## Work item
Search the material below for lines containing the string "instance", and copy every one you find.

## Stored data
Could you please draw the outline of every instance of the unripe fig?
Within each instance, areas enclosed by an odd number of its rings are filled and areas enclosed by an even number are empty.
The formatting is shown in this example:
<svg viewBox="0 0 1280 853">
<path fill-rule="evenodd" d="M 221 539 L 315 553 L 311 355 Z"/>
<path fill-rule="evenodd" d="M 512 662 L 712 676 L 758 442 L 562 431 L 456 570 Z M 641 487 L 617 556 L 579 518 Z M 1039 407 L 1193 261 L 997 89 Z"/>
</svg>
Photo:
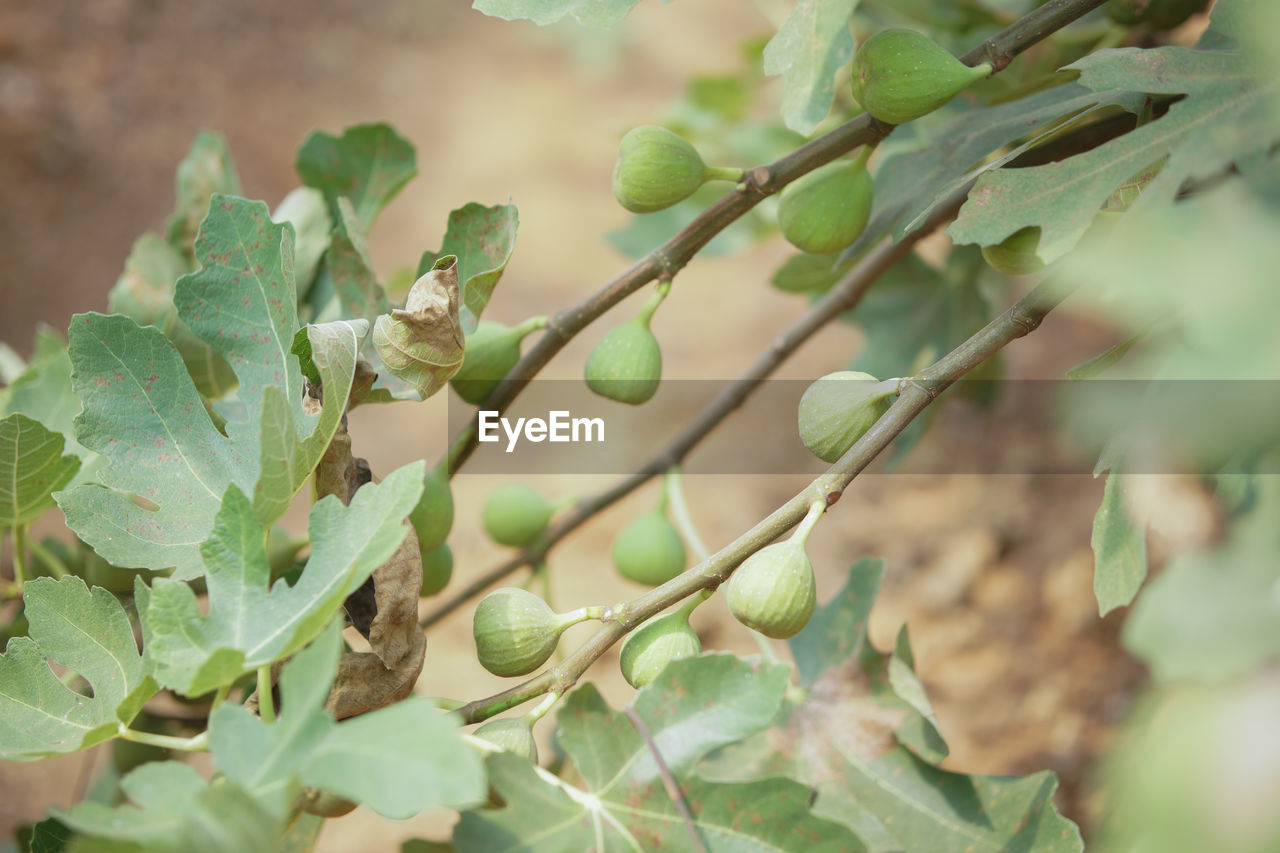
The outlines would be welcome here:
<svg viewBox="0 0 1280 853">
<path fill-rule="evenodd" d="M 453 550 L 446 542 L 434 551 L 422 555 L 422 591 L 423 598 L 437 595 L 449 585 L 453 577 Z"/>
<path fill-rule="evenodd" d="M 615 326 L 587 356 L 582 373 L 587 387 L 601 397 L 638 406 L 658 393 L 662 382 L 662 348 L 649 331 L 649 321 L 665 296 L 660 290 L 640 313 Z"/>
<path fill-rule="evenodd" d="M 800 398 L 800 440 L 824 462 L 835 462 L 892 405 L 898 383 L 869 373 L 829 373 Z"/>
<path fill-rule="evenodd" d="M 684 542 L 658 509 L 631 522 L 613 540 L 613 564 L 627 580 L 657 586 L 684 571 Z"/>
<path fill-rule="evenodd" d="M 686 610 L 650 619 L 622 643 L 619 665 L 622 677 L 632 687 L 644 687 L 673 660 L 693 657 L 702 651 L 698 634 L 689 626 Z"/>
<path fill-rule="evenodd" d="M 613 195 L 632 213 L 652 213 L 684 201 L 709 180 L 741 179 L 741 169 L 708 166 L 679 134 L 644 125 L 628 131 L 618 145 Z"/>
<path fill-rule="evenodd" d="M 804 545 L 789 539 L 761 548 L 729 578 L 725 593 L 734 618 L 766 637 L 800 633 L 817 604 L 817 583 Z"/>
<path fill-rule="evenodd" d="M 422 497 L 409 513 L 409 523 L 418 534 L 418 549 L 427 554 L 444 544 L 453 529 L 453 492 L 449 479 L 438 469 L 422 478 Z"/>
<path fill-rule="evenodd" d="M 928 115 L 975 80 L 991 63 L 968 66 L 913 30 L 881 30 L 853 57 L 853 97 L 872 116 L 903 124 Z"/>
<path fill-rule="evenodd" d="M 546 324 L 545 317 L 534 317 L 515 327 L 481 320 L 467 335 L 462 367 L 449 384 L 464 401 L 479 405 L 520 360 L 520 342 Z"/>
<path fill-rule="evenodd" d="M 1154 30 L 1171 30 L 1206 5 L 1206 0 L 1109 0 L 1102 10 L 1117 24 L 1146 24 Z"/>
<path fill-rule="evenodd" d="M 982 257 L 988 264 L 1009 275 L 1026 275 L 1044 269 L 1036 254 L 1040 245 L 1040 227 L 1029 225 L 1014 231 L 994 246 L 983 246 Z"/>
<path fill-rule="evenodd" d="M 533 739 L 533 729 L 524 717 L 504 717 L 490 720 L 476 729 L 476 737 L 505 752 L 514 752 L 521 758 L 538 763 L 538 744 Z"/>
<path fill-rule="evenodd" d="M 499 545 L 530 545 L 549 521 L 551 504 L 522 483 L 499 486 L 484 502 L 485 532 Z"/>
<path fill-rule="evenodd" d="M 307 814 L 318 817 L 342 817 L 344 814 L 355 811 L 359 804 L 346 797 L 330 794 L 328 791 L 308 788 L 302 797 L 301 805 L 302 810 Z"/>
<path fill-rule="evenodd" d="M 871 216 L 869 148 L 853 161 L 815 169 L 782 191 L 778 225 L 787 242 L 805 252 L 825 255 L 853 244 Z"/>
<path fill-rule="evenodd" d="M 495 589 L 476 606 L 476 657 L 494 675 L 525 675 L 551 657 L 565 628 L 586 618 L 583 610 L 556 613 L 527 590 Z"/>
</svg>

## Task response
Could you please draw the outline of every instance of the unripe fig?
Within each instance, areas enclosed by an odd number of its rings are filled and areas enclosed by an even number are empty.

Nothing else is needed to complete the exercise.